- [SUPPLIED MATERIAL]:
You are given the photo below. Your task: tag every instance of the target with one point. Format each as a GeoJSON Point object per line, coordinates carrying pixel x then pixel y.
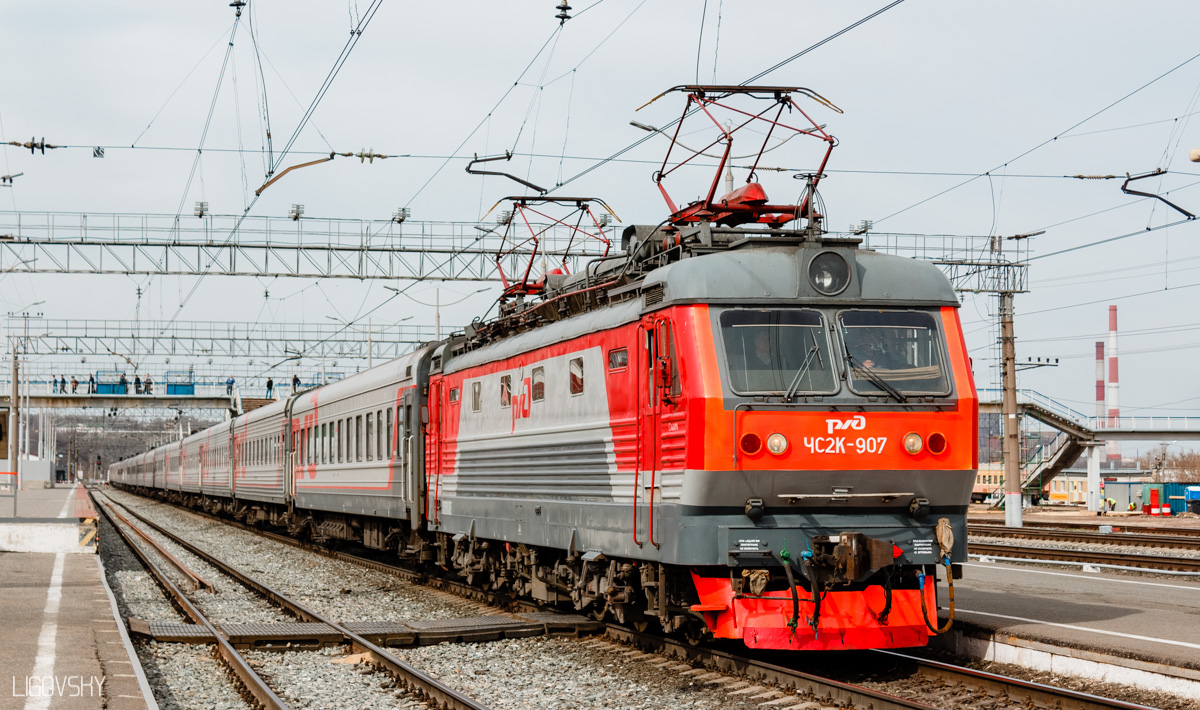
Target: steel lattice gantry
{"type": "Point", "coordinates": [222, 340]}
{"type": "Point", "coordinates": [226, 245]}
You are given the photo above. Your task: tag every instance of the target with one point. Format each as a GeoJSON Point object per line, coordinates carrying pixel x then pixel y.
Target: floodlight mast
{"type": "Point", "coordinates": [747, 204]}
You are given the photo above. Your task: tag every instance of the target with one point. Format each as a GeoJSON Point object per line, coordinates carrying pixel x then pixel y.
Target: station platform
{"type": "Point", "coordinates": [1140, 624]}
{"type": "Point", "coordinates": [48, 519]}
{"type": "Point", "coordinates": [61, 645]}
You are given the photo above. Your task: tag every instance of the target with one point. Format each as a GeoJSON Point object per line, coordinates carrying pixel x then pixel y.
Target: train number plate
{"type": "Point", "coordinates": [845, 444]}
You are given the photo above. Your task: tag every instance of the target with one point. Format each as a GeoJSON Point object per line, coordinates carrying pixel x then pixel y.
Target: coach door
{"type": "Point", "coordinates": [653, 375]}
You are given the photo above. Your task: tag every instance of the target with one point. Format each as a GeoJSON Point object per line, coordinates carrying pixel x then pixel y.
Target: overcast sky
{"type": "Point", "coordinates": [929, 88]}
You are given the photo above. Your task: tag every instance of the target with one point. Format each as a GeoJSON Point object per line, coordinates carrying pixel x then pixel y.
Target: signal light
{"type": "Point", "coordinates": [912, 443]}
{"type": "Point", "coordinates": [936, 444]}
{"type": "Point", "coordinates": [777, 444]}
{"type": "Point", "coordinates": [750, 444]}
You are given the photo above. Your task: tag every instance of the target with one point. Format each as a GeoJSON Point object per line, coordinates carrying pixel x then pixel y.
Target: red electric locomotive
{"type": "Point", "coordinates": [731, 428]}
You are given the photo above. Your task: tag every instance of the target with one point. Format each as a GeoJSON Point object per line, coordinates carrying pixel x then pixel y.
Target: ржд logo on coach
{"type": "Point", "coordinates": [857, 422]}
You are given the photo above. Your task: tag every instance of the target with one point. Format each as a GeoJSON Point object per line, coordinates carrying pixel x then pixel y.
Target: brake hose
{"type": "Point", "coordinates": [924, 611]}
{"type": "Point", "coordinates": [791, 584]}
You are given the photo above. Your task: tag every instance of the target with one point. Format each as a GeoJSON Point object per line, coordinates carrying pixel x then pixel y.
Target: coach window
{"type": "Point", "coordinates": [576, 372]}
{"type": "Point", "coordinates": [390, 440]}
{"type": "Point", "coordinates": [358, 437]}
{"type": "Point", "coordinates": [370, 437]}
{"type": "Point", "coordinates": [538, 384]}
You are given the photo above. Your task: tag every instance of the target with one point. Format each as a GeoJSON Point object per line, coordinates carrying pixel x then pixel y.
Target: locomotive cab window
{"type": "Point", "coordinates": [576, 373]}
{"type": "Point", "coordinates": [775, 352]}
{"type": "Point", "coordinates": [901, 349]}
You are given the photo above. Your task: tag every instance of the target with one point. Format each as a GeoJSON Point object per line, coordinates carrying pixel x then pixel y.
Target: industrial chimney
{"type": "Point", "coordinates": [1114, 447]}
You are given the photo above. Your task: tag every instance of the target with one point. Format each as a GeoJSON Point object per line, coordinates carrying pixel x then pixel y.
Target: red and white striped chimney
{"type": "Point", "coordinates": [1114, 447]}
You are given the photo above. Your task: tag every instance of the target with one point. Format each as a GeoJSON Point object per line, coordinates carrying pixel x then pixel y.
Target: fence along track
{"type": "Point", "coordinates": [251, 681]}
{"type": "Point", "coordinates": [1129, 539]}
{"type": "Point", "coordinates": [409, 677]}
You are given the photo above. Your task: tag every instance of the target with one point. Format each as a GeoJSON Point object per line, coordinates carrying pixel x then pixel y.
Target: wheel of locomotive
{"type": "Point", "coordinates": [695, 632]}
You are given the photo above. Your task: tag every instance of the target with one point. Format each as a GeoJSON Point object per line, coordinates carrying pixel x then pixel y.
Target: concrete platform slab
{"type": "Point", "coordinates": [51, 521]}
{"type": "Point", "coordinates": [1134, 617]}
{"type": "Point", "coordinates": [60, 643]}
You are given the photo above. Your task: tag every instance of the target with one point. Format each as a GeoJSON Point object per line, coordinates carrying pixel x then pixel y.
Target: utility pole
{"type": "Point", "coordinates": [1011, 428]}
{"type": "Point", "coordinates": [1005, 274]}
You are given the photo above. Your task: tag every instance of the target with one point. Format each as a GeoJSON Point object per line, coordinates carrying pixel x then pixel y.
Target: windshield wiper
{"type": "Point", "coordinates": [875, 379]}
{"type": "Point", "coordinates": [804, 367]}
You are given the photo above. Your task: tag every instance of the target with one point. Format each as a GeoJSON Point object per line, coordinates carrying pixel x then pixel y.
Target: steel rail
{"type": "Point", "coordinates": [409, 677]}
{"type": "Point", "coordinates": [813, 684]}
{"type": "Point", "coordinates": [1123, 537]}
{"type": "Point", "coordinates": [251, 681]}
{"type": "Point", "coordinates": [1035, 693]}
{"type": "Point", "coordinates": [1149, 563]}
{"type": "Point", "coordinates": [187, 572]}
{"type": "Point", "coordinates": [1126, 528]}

- [WHAT IS REQUIRED]:
Gather every line of the data that contains the string "chimney", and copy each one in full. Case counts, so match only that exact capitalization.

- [TASK OUTPUT]:
Target: industrial chimney
Target: red and white striped chimney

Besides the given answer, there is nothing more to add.